AIM
Copy the records word for word from their first line down to and including the line that contains "[0,6,108,72]".

>> start

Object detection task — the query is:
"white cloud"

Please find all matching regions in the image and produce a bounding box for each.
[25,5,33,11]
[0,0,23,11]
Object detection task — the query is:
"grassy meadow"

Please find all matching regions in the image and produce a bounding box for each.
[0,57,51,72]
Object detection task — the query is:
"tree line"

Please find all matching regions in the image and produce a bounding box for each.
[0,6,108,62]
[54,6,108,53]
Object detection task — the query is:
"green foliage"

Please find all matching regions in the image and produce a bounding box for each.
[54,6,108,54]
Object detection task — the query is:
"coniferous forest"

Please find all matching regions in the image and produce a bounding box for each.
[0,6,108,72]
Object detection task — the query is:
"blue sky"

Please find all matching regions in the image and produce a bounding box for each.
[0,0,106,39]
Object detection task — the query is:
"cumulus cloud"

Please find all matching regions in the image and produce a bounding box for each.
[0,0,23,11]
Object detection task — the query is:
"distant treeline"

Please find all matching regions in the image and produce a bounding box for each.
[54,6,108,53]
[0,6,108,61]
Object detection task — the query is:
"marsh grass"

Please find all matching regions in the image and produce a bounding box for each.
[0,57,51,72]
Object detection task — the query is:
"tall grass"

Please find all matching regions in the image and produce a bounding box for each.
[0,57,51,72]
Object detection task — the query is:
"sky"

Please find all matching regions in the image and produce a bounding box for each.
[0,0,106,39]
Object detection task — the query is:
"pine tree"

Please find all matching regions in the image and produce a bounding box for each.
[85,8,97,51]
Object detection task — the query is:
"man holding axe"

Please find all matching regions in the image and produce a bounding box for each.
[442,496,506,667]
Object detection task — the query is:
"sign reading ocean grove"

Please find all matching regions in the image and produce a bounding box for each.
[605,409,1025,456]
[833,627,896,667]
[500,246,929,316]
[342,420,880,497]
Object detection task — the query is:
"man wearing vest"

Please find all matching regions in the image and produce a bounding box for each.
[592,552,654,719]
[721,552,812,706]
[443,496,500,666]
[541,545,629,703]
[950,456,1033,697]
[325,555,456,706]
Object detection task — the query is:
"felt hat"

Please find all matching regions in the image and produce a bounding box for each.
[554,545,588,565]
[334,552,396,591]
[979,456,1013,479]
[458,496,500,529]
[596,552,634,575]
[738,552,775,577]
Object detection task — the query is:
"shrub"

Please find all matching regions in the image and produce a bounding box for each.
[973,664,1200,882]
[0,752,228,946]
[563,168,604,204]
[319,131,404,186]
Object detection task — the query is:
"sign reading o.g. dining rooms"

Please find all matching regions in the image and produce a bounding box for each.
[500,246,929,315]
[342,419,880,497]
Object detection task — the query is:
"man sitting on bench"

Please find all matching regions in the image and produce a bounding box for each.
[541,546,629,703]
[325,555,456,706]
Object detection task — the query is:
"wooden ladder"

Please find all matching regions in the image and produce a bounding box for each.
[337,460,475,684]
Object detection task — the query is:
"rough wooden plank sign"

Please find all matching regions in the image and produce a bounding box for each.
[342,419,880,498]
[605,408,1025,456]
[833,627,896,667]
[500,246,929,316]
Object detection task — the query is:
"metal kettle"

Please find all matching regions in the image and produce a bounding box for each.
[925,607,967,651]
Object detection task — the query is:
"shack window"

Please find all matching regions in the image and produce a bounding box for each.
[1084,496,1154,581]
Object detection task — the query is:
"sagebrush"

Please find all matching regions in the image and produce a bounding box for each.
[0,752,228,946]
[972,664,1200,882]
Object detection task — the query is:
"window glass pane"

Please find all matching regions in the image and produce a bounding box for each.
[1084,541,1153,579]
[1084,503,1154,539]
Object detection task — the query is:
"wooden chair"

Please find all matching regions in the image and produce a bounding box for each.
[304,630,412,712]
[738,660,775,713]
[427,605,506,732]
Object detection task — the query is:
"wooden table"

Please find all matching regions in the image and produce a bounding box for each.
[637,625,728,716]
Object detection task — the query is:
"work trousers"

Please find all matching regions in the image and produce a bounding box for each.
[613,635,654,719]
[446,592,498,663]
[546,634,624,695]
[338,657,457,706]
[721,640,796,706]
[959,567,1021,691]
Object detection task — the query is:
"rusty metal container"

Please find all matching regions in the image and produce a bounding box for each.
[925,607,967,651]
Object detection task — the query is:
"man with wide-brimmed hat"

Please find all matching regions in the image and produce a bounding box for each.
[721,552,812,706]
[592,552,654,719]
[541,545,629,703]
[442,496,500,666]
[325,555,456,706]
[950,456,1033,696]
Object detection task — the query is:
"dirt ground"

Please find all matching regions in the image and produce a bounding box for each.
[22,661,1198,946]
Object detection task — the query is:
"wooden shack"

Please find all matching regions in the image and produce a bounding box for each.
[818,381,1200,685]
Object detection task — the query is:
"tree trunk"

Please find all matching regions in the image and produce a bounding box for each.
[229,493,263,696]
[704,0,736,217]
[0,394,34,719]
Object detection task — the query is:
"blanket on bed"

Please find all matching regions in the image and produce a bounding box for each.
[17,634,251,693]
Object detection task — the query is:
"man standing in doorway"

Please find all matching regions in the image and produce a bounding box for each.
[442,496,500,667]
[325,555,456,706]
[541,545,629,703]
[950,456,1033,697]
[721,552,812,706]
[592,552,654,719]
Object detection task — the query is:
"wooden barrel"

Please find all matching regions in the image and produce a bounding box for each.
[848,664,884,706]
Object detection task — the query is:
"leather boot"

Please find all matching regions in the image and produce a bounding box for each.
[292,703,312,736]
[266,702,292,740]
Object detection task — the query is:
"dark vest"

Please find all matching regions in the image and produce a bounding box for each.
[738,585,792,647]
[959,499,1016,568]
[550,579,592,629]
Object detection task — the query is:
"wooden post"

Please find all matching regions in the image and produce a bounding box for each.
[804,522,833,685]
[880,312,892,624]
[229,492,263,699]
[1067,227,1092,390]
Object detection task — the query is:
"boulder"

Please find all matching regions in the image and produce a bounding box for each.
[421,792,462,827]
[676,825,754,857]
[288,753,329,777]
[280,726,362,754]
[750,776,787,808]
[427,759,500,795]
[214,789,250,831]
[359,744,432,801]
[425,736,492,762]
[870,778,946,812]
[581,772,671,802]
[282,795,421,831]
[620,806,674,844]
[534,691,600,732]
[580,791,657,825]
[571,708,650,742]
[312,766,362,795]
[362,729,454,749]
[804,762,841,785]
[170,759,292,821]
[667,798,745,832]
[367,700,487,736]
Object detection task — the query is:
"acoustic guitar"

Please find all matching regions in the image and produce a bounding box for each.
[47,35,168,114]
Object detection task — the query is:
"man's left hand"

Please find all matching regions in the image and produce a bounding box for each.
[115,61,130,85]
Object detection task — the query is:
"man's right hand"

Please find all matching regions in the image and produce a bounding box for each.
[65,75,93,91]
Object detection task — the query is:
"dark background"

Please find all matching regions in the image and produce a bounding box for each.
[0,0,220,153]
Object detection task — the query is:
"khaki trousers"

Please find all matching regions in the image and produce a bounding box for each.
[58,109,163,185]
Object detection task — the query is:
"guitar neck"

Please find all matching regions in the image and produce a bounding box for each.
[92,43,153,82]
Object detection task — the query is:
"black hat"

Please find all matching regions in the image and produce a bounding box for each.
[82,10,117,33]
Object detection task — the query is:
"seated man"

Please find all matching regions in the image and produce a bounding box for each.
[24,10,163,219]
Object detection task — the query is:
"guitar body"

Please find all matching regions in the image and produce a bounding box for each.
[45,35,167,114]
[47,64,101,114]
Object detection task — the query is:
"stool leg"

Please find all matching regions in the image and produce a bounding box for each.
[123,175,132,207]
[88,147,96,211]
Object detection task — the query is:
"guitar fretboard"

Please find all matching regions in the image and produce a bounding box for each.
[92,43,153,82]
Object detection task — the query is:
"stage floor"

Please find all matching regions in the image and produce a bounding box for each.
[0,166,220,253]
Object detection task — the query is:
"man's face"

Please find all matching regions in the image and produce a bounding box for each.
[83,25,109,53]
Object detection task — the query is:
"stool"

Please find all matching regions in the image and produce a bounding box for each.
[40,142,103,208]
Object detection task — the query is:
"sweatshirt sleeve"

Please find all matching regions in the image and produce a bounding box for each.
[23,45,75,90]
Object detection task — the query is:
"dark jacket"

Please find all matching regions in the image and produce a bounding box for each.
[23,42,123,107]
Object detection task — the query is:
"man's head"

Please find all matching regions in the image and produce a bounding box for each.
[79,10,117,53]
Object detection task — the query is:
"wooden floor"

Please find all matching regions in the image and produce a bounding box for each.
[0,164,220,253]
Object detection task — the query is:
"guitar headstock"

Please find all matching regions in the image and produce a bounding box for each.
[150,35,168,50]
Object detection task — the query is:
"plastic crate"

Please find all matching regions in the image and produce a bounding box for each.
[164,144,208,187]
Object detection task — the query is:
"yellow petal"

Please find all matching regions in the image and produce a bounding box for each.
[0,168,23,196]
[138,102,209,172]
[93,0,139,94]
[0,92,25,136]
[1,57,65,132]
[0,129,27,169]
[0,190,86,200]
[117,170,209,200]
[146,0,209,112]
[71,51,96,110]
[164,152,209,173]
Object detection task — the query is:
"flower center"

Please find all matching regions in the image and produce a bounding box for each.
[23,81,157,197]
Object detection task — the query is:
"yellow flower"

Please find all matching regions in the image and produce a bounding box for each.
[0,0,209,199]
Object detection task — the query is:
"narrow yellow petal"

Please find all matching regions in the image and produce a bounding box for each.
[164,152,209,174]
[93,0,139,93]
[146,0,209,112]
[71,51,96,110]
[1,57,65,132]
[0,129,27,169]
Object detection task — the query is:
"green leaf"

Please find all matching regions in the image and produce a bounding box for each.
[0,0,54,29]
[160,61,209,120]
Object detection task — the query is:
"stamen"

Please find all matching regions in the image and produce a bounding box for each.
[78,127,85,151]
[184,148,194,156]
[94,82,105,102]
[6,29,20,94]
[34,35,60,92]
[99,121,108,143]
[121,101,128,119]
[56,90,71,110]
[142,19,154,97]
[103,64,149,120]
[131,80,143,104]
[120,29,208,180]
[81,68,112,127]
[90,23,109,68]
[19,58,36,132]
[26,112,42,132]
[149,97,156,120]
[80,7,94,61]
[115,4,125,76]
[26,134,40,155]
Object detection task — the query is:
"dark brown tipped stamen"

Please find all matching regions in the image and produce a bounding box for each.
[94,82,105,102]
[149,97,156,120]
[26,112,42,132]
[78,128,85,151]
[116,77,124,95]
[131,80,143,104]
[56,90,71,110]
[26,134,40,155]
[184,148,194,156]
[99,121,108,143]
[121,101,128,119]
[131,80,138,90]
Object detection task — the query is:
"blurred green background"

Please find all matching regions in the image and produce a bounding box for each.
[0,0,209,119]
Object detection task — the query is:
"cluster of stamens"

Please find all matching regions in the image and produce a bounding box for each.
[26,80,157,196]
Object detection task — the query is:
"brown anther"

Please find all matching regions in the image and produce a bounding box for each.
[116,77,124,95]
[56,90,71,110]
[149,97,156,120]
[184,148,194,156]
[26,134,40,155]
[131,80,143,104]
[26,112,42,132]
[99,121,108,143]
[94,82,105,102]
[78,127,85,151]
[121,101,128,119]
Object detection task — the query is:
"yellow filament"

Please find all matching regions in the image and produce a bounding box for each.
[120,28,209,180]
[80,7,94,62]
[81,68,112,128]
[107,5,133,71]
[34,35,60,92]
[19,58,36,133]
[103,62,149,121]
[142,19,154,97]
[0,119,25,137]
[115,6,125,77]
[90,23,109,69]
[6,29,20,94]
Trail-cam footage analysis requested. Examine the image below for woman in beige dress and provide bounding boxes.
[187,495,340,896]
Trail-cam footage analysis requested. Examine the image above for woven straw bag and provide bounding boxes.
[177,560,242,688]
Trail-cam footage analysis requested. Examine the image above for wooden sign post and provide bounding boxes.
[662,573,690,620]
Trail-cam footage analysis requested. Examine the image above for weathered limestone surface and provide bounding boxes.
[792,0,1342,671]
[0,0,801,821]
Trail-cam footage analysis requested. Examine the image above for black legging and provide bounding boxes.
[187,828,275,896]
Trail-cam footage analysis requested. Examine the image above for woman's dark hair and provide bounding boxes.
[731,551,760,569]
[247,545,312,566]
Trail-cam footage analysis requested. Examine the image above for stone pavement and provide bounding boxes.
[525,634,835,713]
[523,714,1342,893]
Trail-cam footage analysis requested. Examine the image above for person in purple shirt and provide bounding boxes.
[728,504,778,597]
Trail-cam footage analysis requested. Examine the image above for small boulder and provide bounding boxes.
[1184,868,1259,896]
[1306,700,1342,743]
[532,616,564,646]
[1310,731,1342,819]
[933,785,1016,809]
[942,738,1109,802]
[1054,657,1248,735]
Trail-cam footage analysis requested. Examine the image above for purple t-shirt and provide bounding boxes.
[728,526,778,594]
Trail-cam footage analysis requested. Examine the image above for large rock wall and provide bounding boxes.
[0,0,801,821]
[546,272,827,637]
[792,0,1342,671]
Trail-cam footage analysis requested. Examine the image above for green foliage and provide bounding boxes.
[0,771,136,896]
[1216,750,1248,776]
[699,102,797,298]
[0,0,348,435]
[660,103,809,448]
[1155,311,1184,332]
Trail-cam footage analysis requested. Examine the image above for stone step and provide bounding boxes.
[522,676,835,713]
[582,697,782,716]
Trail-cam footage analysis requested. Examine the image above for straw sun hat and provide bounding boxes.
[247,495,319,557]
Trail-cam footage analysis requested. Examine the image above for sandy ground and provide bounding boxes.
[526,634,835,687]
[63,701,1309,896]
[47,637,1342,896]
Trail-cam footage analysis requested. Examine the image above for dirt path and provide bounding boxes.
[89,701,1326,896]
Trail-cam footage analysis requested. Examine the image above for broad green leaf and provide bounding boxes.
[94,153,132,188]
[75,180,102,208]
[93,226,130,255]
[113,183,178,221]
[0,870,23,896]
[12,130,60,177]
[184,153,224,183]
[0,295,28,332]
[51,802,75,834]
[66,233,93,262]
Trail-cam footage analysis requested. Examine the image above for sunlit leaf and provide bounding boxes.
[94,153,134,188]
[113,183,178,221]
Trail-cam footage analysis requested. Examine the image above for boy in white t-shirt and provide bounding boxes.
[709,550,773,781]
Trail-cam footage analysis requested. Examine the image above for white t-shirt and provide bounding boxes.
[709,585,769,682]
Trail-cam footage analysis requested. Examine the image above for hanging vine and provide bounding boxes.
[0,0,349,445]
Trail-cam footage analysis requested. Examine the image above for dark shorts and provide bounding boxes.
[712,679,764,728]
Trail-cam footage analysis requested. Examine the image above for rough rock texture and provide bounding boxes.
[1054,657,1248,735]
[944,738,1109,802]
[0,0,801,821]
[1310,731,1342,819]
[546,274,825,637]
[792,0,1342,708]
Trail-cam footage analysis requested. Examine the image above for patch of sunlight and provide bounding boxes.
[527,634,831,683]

>> end

WRITTEN ANSWER
Object detection task — the query is:
"white cloud"

Please find all matching regions in the image and produce a bounding box for each.
[25,5,33,11]
[0,0,23,11]
Object detection task — the query is:
"grassy meadow"

Please find all matching regions in the image and produce a bounding box for each.
[0,57,51,72]
Object detection task — the query is:
"tree line"

Please find all matching regions in the image and produce a bounding box for each.
[0,6,108,62]
[54,6,108,53]
Object detection task — the query is:
"green foliage"

Please find all matching regions in the image and produce a bounding box for each.
[54,6,108,54]
Object detection task — the query is:
"coniferous forest"

Please find all matching regions in the image and produce a bounding box for each.
[0,6,108,72]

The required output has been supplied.